• Problems to solve:
A: In the post on preventive detentions, why can't many of the defendants be transferred to the criminal court system?
B: Pick up the post on preventive detentions after its last sentence and keep it going.

• Excerpted text:
* * * * *
Belaboring the Obvious

Saturday, May 23, 2009

That business of preventive detentions...

... and military commissions, Obama-style.


What is still being unsaid in all this is one simple underlying truth: many of the defendants--and the witnesses against them--have been tortured in one way or another, and that's why they can't be transferred to the criminal court system. Were they to be tried in open court, it is inevitable that evidence of torture would be introduced, either during the discovery phase or during the trial itself. This would make their convictions highly unlikely, for lack of admissible evidence, thus presenting the court with the politically unpleasant job of releasing people whose reputations have been tainted by the news media and the government as the "worst of the worst," regardless of their actual criminal guilt.
* * * * *
• Entries shown:
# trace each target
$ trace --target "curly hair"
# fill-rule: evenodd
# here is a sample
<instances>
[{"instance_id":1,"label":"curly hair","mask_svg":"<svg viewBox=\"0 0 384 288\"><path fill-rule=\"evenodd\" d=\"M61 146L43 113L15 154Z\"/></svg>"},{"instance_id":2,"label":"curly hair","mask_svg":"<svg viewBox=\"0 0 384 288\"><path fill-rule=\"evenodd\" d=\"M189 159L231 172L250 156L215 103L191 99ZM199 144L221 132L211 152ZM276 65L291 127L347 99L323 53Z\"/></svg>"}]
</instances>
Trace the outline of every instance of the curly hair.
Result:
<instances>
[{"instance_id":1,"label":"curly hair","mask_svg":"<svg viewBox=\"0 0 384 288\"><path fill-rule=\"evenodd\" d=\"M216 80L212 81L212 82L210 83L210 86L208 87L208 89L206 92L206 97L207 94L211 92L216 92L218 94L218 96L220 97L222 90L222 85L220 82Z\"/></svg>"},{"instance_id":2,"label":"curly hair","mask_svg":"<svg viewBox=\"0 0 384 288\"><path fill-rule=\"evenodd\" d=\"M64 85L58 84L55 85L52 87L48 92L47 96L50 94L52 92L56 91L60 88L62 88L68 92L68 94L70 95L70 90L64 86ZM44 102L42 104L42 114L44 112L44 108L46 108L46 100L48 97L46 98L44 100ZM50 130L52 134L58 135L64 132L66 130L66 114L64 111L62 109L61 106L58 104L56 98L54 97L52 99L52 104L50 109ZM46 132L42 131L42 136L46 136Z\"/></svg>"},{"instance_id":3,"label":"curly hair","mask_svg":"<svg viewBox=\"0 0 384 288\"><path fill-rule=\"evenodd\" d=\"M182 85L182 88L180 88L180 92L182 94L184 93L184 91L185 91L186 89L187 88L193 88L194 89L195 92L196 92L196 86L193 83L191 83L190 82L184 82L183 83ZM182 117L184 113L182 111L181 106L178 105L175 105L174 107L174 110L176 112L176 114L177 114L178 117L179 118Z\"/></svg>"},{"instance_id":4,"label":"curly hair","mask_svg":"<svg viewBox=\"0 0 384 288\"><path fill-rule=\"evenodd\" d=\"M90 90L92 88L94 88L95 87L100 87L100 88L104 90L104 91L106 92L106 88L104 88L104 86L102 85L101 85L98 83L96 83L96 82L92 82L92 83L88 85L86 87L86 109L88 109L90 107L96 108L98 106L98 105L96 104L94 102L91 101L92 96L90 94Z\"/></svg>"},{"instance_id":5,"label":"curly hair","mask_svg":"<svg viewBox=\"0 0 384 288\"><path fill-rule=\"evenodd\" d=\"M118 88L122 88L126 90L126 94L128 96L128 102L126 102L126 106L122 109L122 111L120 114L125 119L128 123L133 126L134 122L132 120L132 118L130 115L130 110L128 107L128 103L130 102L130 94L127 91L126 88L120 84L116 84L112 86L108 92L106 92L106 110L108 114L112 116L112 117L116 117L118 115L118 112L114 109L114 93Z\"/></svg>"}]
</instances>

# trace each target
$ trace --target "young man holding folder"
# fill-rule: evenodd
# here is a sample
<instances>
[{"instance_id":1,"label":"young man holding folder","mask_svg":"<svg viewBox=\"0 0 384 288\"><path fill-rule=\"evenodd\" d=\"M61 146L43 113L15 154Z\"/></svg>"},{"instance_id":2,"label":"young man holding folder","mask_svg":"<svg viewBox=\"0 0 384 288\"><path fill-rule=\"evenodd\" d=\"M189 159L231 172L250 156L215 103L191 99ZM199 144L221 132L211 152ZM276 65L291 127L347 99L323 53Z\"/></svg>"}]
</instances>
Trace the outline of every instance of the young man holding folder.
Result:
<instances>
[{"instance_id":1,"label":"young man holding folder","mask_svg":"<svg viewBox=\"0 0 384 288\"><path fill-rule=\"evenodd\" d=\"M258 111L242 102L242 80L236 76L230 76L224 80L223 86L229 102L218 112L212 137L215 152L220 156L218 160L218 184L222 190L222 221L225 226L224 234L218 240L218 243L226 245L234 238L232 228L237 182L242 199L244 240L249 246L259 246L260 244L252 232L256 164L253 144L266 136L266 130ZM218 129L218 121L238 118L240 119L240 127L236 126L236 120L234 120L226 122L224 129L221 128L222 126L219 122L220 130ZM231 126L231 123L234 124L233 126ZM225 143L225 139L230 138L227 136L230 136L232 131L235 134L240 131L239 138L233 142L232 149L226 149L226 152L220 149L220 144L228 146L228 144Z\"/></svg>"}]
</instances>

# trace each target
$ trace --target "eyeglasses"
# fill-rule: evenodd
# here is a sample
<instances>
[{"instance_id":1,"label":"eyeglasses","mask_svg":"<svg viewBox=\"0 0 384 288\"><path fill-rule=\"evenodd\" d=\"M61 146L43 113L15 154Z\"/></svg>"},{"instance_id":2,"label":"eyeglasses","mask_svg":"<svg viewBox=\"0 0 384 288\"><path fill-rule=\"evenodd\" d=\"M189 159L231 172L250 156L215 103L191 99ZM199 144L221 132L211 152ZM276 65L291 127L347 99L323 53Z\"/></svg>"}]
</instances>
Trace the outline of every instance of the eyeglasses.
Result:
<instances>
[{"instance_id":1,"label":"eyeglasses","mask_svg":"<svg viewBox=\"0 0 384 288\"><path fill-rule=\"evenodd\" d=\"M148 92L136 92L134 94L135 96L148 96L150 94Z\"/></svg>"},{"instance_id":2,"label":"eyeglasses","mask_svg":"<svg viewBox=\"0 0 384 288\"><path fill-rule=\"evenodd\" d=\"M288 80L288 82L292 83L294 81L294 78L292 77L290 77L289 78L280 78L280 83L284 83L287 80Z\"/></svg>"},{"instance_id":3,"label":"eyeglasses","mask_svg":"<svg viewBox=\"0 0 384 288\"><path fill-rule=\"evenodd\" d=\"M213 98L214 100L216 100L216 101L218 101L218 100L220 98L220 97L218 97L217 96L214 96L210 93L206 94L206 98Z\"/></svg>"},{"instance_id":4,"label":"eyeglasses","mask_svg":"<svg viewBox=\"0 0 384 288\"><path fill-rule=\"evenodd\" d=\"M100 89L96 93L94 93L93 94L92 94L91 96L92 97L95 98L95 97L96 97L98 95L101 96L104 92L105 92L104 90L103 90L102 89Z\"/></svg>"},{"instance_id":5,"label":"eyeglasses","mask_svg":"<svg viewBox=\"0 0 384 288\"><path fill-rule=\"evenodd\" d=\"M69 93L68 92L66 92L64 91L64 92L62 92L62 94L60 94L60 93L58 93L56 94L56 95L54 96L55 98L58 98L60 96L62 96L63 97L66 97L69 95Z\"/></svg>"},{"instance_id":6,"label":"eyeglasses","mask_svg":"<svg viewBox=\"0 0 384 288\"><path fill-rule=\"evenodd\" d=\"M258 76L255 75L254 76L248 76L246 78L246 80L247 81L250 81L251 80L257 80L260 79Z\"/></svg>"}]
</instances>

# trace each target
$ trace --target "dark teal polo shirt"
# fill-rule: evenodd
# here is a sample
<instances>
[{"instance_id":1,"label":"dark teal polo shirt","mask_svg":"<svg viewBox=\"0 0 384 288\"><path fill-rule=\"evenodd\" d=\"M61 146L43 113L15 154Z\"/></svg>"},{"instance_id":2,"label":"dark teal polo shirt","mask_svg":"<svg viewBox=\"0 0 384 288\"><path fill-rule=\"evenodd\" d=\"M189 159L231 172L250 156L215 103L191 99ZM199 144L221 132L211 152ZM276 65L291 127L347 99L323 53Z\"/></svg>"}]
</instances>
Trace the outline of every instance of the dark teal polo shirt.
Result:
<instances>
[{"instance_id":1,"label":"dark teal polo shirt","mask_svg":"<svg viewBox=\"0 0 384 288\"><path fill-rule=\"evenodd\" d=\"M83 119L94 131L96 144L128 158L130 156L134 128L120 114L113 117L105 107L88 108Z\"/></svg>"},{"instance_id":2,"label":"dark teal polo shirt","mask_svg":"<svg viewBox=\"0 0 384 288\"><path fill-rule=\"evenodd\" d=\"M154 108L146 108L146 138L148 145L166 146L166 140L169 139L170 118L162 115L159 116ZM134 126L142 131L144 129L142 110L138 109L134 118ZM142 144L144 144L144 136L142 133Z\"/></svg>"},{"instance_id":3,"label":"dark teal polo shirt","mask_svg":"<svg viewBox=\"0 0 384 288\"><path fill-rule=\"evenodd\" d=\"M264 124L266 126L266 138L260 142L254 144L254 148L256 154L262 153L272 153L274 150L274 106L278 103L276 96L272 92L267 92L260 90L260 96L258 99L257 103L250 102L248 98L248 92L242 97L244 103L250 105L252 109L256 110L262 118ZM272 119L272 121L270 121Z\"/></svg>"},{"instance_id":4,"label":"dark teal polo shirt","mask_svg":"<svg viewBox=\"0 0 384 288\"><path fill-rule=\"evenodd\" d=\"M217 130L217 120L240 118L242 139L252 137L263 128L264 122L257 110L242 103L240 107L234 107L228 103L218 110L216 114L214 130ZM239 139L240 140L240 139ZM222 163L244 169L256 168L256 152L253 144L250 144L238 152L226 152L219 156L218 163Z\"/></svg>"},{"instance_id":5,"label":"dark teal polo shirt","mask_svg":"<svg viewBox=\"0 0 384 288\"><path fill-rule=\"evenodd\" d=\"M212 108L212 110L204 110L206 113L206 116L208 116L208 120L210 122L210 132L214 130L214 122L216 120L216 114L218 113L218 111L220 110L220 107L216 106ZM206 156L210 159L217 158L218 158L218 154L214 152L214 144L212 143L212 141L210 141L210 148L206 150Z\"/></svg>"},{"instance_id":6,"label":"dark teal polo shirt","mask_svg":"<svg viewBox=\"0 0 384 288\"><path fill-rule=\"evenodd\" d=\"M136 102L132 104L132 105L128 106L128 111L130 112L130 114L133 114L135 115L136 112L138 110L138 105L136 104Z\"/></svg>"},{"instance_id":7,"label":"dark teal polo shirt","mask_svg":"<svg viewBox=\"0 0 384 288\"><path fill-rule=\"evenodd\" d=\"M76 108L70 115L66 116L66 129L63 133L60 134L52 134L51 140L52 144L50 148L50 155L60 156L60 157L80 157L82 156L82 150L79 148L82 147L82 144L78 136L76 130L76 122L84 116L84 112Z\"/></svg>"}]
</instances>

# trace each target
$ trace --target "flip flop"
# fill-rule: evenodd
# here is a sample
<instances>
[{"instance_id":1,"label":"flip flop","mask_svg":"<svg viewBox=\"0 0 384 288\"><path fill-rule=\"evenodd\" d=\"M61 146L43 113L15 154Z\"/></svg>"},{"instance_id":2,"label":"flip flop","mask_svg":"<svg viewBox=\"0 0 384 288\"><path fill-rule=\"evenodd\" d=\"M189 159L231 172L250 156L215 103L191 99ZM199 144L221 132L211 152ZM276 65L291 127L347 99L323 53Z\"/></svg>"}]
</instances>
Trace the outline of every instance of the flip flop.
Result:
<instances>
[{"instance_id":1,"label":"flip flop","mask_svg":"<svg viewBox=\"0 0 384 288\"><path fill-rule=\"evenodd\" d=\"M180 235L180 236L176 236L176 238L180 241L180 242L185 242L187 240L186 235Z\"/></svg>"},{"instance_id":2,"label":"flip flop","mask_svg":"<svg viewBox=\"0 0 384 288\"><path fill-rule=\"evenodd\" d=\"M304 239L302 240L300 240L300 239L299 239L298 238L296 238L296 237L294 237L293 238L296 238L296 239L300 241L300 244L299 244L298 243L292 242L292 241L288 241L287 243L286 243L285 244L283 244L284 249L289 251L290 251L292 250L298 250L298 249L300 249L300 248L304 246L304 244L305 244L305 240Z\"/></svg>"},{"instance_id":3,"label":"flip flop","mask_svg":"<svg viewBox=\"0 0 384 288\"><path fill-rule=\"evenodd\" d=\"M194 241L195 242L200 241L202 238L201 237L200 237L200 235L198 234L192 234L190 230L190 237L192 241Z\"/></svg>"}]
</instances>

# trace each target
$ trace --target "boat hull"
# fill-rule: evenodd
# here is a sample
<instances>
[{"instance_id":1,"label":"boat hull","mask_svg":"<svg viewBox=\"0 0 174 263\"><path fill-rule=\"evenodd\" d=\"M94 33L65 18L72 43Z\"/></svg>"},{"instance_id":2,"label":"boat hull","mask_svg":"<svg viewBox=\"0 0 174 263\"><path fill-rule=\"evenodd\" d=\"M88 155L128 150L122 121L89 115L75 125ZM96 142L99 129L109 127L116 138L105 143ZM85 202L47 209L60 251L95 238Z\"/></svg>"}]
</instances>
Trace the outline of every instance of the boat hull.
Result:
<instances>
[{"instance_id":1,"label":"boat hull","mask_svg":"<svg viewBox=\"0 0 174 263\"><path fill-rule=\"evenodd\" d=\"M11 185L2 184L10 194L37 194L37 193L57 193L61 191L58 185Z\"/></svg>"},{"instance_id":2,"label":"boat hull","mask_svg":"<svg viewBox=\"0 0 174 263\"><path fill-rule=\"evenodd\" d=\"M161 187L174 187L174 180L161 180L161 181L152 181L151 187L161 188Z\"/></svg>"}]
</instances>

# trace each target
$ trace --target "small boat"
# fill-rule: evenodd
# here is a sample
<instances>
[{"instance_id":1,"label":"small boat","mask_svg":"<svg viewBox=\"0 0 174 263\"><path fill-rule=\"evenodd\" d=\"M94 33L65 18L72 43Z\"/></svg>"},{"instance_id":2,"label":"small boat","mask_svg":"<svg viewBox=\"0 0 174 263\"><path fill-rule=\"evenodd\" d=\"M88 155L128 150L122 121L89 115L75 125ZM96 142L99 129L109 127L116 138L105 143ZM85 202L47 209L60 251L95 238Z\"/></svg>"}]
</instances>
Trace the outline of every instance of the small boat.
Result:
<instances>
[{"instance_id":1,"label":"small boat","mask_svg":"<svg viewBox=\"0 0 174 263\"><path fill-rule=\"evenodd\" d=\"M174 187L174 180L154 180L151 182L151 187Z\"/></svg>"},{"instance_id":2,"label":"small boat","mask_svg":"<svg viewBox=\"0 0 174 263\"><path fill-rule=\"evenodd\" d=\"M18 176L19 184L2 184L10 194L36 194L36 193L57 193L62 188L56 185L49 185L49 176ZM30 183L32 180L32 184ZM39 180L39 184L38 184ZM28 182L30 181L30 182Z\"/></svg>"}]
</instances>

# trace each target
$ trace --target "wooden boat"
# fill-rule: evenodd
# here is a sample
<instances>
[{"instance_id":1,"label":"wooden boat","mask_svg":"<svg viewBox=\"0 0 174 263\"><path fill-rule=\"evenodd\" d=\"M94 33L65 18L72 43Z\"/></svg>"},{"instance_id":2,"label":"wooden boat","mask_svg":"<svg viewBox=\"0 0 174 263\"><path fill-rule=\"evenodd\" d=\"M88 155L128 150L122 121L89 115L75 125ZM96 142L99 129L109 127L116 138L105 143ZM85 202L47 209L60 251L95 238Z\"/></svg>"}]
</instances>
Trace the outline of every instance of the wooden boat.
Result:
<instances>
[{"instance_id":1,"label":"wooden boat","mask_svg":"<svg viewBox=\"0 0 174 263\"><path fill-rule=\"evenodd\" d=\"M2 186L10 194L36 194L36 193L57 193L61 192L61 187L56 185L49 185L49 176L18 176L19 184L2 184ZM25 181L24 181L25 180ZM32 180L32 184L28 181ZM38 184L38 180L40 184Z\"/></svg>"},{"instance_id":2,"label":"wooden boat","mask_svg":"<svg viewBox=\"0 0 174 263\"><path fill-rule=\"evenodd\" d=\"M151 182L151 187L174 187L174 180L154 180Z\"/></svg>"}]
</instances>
* * * * *
• Results for each task:
A: Many of them, and the witnesses against them, have been tortured in one way or another.

B:
But, more politically explosive than that, if the civil criminal courts receive credible evidence of law-breaking during trial or discovery, they are bound by law to make referrals to the appropriate US or state's attorney for investigation and prosecution, if required, and this is the great legal bug-bear that Obama is hoping to avoid by tinkering with indefinite permanent preventive detention and military commissions kangaroo courts.

In the midst of this debate, much opprobrium has been heaped upon the "far left" in the U.S. for demanding that Constitutional mandate and the rule of law be observed. These demands, say the right wing (and the potential defendants in its midst), are nothing more than an irrational desire for political vengeance.

Barbara Jordan made reply to this charge thirty years before the fact, in saying, “What the people want is very simple – they want an America as good as its promise.”